(Data excerpts)

┌────────

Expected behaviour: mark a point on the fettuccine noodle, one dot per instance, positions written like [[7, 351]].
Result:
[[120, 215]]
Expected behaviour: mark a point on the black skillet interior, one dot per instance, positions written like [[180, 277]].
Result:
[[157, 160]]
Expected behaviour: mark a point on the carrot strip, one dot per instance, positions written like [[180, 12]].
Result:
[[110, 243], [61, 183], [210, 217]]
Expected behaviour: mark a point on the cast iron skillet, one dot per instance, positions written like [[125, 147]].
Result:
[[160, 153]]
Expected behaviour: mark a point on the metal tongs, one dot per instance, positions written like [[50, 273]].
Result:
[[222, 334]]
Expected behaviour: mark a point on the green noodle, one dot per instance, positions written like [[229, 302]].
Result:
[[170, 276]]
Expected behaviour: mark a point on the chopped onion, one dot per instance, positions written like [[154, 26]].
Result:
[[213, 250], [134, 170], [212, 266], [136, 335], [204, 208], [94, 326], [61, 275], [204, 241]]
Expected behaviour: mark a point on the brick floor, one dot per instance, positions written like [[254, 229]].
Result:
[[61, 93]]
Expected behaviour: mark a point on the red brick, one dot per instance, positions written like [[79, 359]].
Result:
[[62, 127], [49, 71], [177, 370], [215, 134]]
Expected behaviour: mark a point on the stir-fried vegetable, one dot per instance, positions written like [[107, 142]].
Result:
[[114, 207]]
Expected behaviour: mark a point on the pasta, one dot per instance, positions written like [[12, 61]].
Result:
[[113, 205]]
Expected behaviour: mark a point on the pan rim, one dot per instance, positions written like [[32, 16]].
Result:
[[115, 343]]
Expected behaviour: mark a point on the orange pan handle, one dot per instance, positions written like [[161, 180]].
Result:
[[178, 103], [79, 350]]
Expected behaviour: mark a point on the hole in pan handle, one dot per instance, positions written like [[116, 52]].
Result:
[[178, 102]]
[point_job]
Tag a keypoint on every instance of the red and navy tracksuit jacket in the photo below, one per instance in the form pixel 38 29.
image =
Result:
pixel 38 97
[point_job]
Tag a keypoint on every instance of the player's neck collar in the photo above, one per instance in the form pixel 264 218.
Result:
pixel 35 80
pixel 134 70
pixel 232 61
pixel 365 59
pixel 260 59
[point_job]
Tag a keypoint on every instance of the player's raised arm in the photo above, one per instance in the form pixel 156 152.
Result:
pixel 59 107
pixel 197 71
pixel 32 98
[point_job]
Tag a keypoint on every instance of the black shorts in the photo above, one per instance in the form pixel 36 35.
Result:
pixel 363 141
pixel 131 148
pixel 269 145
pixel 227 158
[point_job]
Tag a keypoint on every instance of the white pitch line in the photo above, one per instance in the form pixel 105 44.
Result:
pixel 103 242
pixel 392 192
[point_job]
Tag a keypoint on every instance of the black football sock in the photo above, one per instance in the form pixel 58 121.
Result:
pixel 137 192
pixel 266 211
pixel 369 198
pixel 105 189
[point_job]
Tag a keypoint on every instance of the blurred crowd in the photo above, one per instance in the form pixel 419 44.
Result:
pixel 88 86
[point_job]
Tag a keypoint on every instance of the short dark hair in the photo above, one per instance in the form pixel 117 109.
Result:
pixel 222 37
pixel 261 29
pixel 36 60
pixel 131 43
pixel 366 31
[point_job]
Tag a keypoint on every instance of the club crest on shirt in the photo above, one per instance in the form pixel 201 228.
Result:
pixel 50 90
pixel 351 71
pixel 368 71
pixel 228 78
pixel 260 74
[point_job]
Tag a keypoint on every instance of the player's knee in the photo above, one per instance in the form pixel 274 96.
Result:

└────────

[WHAT THE EXERCISE ASKS]: Scan the entries for the word "keypoint". Report each line that has it.

[TASK ANSWER]:
Tag a keypoint on every instance of the red and navy tracksuit jacket in the photo below, one per instance in the form pixel 38 29.
Tag a keypoint on every instance of the player's neck collar in the photo above, one per instance in the form pixel 264 218.
Tag a keypoint on every instance of the player's raised arm in the photo above, one per instance in the form pixel 156 152.
Tag a keypoint on every instance of the black shorts in the photo above, one per instance in the form pixel 36 35.
Tag a keypoint on every instance of the white pitch line in the photo above, one per instance in the form pixel 105 44.
Tag a keypoint on every instance of the black football sock in the photo above, one per instance in the form pixel 58 121.
Tag a keypoint on every instance of the blurred crowd in the photo above, one per instance in the form pixel 419 44.
Tag a keypoint on every instance of the short dark hair in the photo above, one per instance in the form pixel 117 109.
Tag a keypoint on every instance of the club crest on shirt in the photo above, one per instance in the form pixel 201 228.
Tag a keypoint on every instance of the player's knee in the photo above, one per instance in the form pixel 274 96.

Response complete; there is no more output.